→ **REQUIRED TASK**
Update the data from the start through the line containing "[[255, 174], [271, 173], [273, 166], [253, 166], [252, 170]]", replacing "rings" with "loops" and leaving everything else unchanged. Return only those lines.

[Some data]
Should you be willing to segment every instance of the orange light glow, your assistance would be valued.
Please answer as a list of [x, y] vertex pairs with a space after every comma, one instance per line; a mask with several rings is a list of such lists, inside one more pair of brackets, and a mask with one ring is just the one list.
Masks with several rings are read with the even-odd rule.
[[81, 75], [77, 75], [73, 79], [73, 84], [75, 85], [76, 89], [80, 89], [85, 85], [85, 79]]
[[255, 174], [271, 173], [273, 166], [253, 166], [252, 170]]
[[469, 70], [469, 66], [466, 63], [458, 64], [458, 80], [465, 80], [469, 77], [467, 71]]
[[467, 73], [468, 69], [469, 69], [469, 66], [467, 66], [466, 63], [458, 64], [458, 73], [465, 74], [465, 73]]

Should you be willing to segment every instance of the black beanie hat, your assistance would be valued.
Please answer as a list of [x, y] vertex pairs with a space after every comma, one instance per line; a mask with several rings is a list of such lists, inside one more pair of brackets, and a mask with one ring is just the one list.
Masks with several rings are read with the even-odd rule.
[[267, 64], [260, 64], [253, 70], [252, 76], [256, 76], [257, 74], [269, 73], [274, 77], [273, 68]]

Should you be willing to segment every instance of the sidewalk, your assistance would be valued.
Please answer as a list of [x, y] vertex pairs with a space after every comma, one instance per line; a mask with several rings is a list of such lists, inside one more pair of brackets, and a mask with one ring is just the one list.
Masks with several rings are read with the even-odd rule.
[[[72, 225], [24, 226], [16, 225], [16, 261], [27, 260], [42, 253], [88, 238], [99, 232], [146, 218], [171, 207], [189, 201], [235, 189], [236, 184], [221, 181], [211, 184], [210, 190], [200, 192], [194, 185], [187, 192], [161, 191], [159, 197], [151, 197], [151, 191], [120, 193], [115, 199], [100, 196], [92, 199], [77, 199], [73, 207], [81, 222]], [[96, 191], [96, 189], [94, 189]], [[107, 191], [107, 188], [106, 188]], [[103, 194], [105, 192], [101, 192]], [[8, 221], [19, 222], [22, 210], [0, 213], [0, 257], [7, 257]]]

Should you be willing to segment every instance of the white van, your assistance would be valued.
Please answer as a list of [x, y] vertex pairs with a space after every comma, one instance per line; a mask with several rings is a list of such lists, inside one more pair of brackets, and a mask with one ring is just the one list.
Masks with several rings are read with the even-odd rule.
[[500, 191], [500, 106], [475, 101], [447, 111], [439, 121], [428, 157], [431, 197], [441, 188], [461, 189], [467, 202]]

→ **WRITTEN RESPONSE**
Should you be willing to segment every instance of the orange light glow, your assistance would be valued.
Please answer as a list of [x, y] vertex pairs with a space after every comma, one instance per line; a mask with several loops is a list of such lists, inside one more pair of brackets, and a mask with one ring is just the one list.
Masks with several loops are read with the even-odd rule.
[[81, 75], [77, 75], [73, 79], [73, 84], [75, 85], [76, 89], [80, 89], [85, 85], [85, 79]]
[[255, 174], [271, 173], [273, 166], [253, 166], [252, 170]]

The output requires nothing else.